## TASK DETAILS:
Drop every picture, then print the rest of the listing exactly as given.

___ GIVEN DATA

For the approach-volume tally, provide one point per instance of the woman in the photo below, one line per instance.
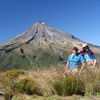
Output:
(88, 55)
(74, 61)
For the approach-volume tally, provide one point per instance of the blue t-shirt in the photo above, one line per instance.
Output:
(74, 61)
(89, 57)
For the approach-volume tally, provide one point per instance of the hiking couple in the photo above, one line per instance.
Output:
(84, 56)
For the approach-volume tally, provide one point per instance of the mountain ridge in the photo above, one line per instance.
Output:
(41, 45)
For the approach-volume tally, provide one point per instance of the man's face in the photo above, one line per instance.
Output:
(74, 51)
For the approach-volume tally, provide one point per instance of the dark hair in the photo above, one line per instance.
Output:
(75, 48)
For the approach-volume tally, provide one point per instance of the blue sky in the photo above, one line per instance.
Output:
(78, 17)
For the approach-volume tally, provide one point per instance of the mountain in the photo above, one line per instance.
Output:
(41, 45)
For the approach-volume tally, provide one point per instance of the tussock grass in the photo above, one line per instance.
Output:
(45, 78)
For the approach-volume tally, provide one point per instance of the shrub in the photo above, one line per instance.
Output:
(58, 86)
(13, 74)
(69, 86)
(8, 95)
(20, 86)
(27, 86)
(73, 85)
(30, 87)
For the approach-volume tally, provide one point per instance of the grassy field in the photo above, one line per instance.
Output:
(39, 84)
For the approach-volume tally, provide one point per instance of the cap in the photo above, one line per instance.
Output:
(84, 45)
(75, 48)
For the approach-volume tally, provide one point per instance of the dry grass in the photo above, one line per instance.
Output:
(46, 77)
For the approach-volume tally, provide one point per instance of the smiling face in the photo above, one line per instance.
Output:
(74, 51)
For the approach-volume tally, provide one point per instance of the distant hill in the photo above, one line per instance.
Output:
(41, 45)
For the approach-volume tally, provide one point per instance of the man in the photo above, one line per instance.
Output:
(88, 55)
(74, 61)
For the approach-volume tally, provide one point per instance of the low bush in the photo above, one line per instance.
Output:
(27, 86)
(58, 86)
(69, 86)
(8, 95)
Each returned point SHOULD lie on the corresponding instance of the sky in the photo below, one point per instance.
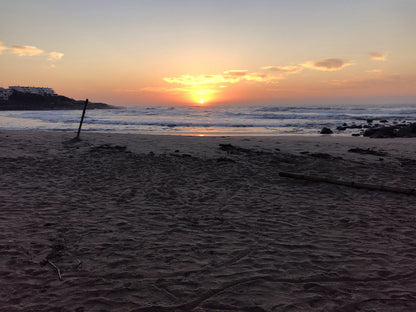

______

## COMPLETED EXERCISE:
For the approach-volume tally, provide one point per instance of the woman in the photo below, one line per instance.
Output:
(88, 55)
(74, 61)
For the approach-volume tally, provide one point per instance of the blue t-shirt in the photo above, one line per instance.
Output:
(74, 61)
(89, 57)
For the approach-volume tally, provide one point per instance of the hiking couple in the photo above, one line per instance.
Output:
(84, 56)
For the approach-volume tally, provide one point per instance of the mountain ridge in the photo above, one line per instance.
Output:
(41, 45)
For the approach-volume tally, provide one point per instance of the man's face in the photo above, one line per instance.
Output:
(74, 51)
For the approach-volume tally, provide one point per instance of the dark hair in the photo above, one line per instance.
Output:
(75, 48)
For the approach-volume tally, provide one point per instance of the blue sky in the photo above, one line per instance.
Output:
(78, 17)
For the approach-volume tally, provide one point per instance of the mountain in the photo above, one line per instance.
Output:
(41, 45)
For the approach-volume tally, provide one point per instance of the tussock grass in the photo above, one line per instance.
Output:
(45, 78)
For the approach-volume tally, provide one point per instance of the shrub in the photo above, one line per instance.
Output:
(58, 86)
(13, 74)
(69, 86)
(8, 95)
(20, 86)
(27, 86)
(73, 85)
(30, 87)
For the approach-volume tally, provide one point per instance of the grassy field in the photo above, one line per instance.
Output:
(39, 84)
For the approach-volume tally, provide one point per instance of the cap in the photo above, one line per instance.
Output:
(84, 45)
(75, 48)
For the approach-volume tally, provide one point per instance of the dry grass in the photo above, one line per instance.
Output:
(46, 77)
For the approach-volume tally, provide one point per instance of the smiling face in the photo above, one line per instance.
Output:
(74, 51)
For the approach-volume tally, provide one point per instance of the distant hill in the photo above, one line per instance.
Output:
(41, 45)
For the approach-volume tally, provide one point per instance of the man in the photo above, one line per instance.
Output:
(88, 55)
(74, 61)
For the approach-volume tally, provide one point per instance of the low bush in the photo above, one line per instance.
Output:
(27, 86)
(58, 86)
(69, 86)
(8, 95)
Each returned point SHOULD lie on the corresponding instance of the sky in the photo below, one point per instance.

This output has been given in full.